▶ TÂCHE A
D'après l'arrêt ci-dessous, à quelle peine la Cour correctionnelle genevoise a-t-elle condamné X.________ ?

Arrêt du 1er juillet 2008
Cour de droit pénal

Composition
MM. les Juges Schneider, Président,
Ferrari et Mathys.
Greffière: Mme Kistler Vianin.

Parties
X.________,
recourant, représenté par Me Romain Jordan, avocat,

contre

Procureur général du canton de Genève, case postale 3565, 1211 Genève 3,
intimé.

Objet
Infraction à la loi fédérale sur les stupéfiants (art. 19
ch. 1 et 2 lit. a LStup),

recours contre l'arrêt du 11 janvier 2008 de la Cour de cassation du canton de
Genève.

Faits:

A.
Par arrêt du 29 août 2007, la Cour correctionnelle genevoise, siégeant sans le
concours du jury, a notamment condamné X.________ à une peine privative de
liberté de cinq ans pour infraction grave à la loi fédérale sur les stupéfiants
(art. 19 ch. 1 et 2 let. a LStup).

Statuant le 11 janvier 2008, la Cour de cassation genevoise a rejeté le pourvoi
de X.________ avec suite de frais.

▶ TÂCHE B
Dans les entrées, reprenez tout ce qui va de la ligne contenant « Tag bush in the picture above. » jusqu'à la fin des entrées, et mettez-le à jour en remplaçant « rock » par « stone », sans autre modification. Ne rendez que ce passage.

(Entrées d'annotation pour la détection)

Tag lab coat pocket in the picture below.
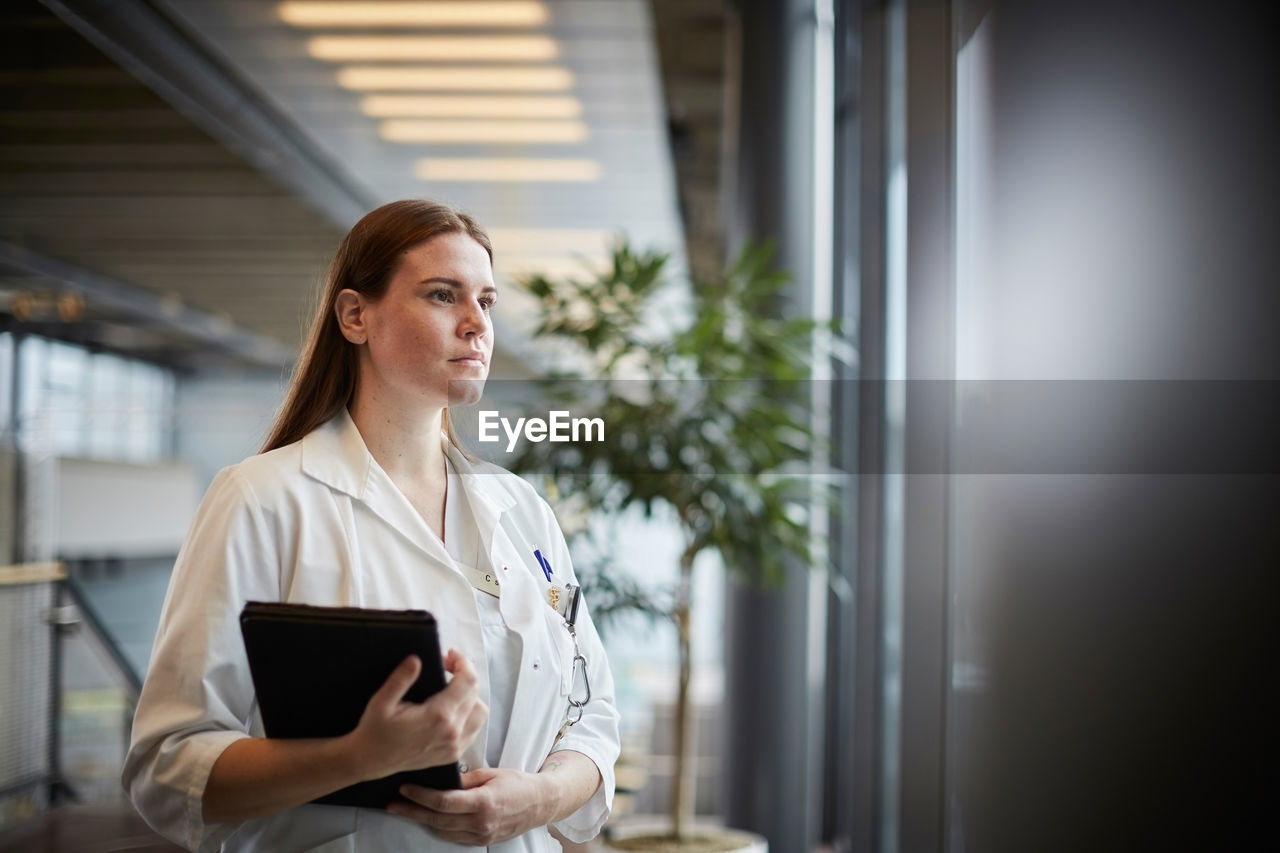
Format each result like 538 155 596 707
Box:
543 607 573 695
307 833 356 853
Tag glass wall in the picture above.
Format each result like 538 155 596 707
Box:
0 332 175 462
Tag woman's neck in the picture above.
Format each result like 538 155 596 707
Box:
349 394 444 491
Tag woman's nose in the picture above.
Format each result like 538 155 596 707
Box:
458 302 489 336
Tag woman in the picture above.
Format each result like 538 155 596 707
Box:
124 201 618 853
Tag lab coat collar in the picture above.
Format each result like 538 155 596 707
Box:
302 409 516 565
302 409 516 504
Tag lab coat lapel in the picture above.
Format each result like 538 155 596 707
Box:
302 409 461 575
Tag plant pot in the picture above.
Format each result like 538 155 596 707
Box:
596 821 769 853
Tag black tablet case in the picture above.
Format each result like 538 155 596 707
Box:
241 602 462 808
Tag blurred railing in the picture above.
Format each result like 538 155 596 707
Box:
0 562 141 825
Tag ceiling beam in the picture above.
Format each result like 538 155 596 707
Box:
0 241 297 368
41 0 379 231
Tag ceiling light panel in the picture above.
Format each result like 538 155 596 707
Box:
307 36 559 61
279 0 548 28
360 95 582 118
413 158 602 182
378 119 586 143
489 228 613 256
338 65 573 92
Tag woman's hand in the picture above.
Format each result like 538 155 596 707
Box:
387 767 556 847
347 649 489 780
201 651 489 824
387 749 600 847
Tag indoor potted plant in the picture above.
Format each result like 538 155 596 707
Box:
512 242 815 850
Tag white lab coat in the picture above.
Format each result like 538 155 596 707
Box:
124 411 618 853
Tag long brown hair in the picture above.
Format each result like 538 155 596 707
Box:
262 199 493 453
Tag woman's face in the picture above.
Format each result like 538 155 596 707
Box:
338 233 498 407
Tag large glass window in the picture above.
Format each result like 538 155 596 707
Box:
0 333 174 462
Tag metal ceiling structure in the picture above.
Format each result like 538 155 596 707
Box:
0 0 721 377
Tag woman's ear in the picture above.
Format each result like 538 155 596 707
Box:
333 288 369 345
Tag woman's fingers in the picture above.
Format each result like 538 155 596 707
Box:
366 654 422 716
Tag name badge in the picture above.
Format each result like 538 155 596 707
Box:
458 562 502 598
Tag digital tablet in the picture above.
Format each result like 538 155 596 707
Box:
241 602 462 808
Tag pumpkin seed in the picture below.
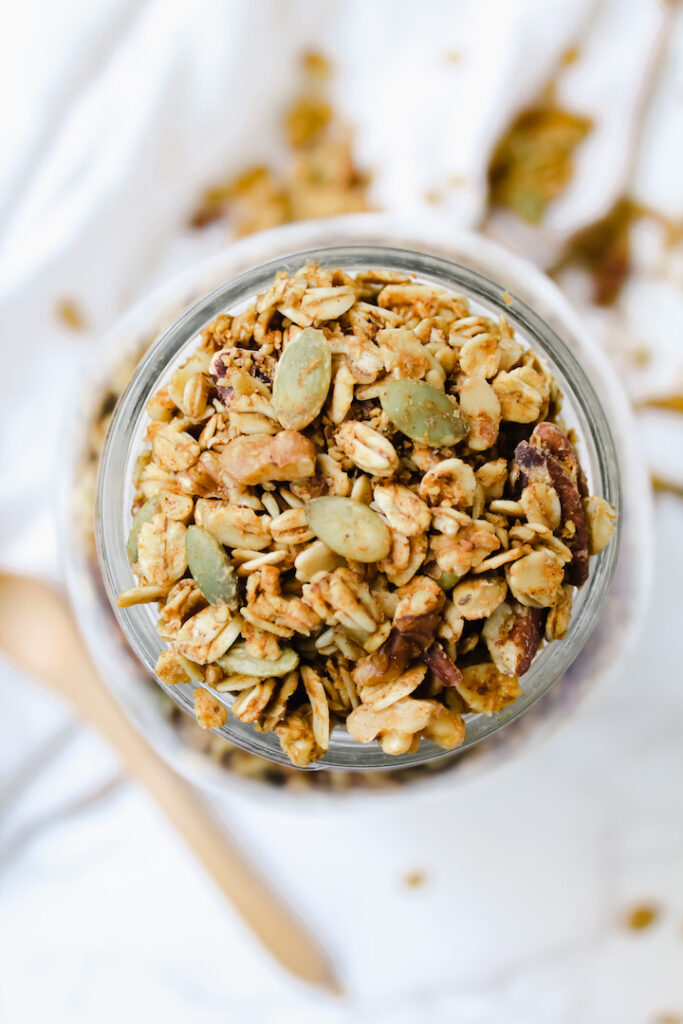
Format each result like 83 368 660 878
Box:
272 327 332 430
185 526 238 608
126 498 159 565
306 495 391 562
217 643 299 679
380 378 468 447
436 572 460 591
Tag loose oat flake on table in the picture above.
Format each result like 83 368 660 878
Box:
119 265 615 767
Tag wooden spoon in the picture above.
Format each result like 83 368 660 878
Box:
0 573 340 992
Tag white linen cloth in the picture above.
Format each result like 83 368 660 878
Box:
0 0 683 1024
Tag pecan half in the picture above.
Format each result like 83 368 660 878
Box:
423 643 463 686
481 601 543 676
515 438 589 587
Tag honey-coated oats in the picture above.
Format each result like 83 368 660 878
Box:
119 264 615 767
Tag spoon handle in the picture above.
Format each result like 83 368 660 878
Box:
0 573 338 990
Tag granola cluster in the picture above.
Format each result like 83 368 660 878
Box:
119 265 614 766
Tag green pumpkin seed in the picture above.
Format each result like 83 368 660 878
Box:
185 526 238 608
126 498 160 565
272 327 332 430
436 572 461 591
306 495 391 562
381 379 468 447
217 643 299 679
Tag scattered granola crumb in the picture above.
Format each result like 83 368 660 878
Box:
301 50 332 80
550 196 682 306
560 46 581 68
631 345 652 370
652 476 683 498
626 903 659 932
403 868 427 889
54 298 88 331
552 197 643 306
488 93 593 224
285 95 332 150
637 394 683 413
190 59 370 237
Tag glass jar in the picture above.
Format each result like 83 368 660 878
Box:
63 215 650 784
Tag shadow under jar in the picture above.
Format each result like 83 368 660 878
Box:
95 245 621 770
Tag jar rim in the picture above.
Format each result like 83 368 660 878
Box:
95 242 622 770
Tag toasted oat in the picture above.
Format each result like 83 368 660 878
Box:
119 264 614 767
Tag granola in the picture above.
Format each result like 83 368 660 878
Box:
119 264 615 767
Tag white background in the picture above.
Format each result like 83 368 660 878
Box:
0 0 683 1024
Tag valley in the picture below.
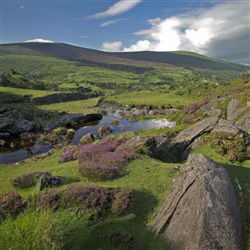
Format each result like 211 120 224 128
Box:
0 43 250 250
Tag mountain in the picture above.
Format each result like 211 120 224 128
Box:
0 43 249 72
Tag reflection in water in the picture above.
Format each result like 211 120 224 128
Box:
0 112 176 164
72 112 176 145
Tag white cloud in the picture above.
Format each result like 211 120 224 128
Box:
25 38 54 43
100 1 250 64
100 18 126 27
101 41 124 52
89 0 142 18
123 40 151 52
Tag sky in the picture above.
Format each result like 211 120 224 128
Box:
0 0 250 64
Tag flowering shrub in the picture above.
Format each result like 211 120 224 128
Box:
0 192 26 219
78 137 136 181
36 189 62 211
12 172 44 188
36 184 132 215
58 147 77 163
111 188 132 214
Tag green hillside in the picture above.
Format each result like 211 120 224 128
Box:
0 43 250 250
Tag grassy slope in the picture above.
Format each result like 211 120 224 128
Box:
0 148 180 249
0 44 250 250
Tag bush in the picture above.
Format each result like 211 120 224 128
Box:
36 184 132 216
111 188 132 214
58 147 77 163
12 172 44 188
209 132 250 162
0 192 26 219
78 137 135 181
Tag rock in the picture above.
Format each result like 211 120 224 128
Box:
12 119 35 134
12 172 61 188
235 107 250 133
19 132 36 140
43 173 61 187
0 139 5 146
152 155 242 250
175 116 219 145
66 128 76 140
0 192 26 219
227 99 247 122
80 133 97 145
203 98 223 116
110 231 135 249
98 125 112 137
213 119 240 135
0 133 10 140
43 113 102 131
112 120 120 126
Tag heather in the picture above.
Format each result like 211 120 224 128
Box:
58 147 77 162
36 183 132 219
78 137 136 181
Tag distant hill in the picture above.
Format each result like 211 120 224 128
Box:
0 43 249 71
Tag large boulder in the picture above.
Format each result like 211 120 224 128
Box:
0 109 36 134
152 154 242 250
43 113 102 131
98 125 113 137
175 116 219 145
213 118 241 135
227 99 250 131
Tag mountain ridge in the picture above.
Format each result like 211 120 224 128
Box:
0 42 249 71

▶ RÉSULTAT A
À une peine privative de liberté de cinq ans.

▶ RÉSULTAT B
Tag bush in the picture above.
Format each result like 211 120 224 128
Box:
36 184 132 216
111 188 132 214
58 147 77 163
12 172 44 188
209 132 250 162
0 192 26 219
78 137 135 181
Tag stone in the picture above.
Format each result like 211 120 224 128
Box:
12 119 35 134
12 172 61 188
235 107 250 133
19 132 36 140
43 173 61 187
0 139 5 146
152 155 242 250
175 116 219 145
66 128 76 140
0 192 26 219
227 99 247 122
80 133 97 145
203 98 223 116
110 231 135 249
98 125 112 137
213 119 240 135
0 133 10 140
43 113 102 131
112 120 120 126
Tag heather in the picture above.
Format each result like 211 120 224 128
Box:
58 147 77 162
36 183 132 219
78 137 136 181
Tag distant hill in the picture above.
Format each result like 211 120 224 128
Box:
0 43 249 71
Tag large boulder in the picture above.
Format each result like 211 120 224 128
Box:
0 109 36 134
152 154 242 250
43 113 102 131
98 125 113 137
175 116 219 145
213 118 241 135
227 99 250 131
Tag mountain ridge in the picture above.
Format each result like 211 120 224 128
Box:
0 42 249 71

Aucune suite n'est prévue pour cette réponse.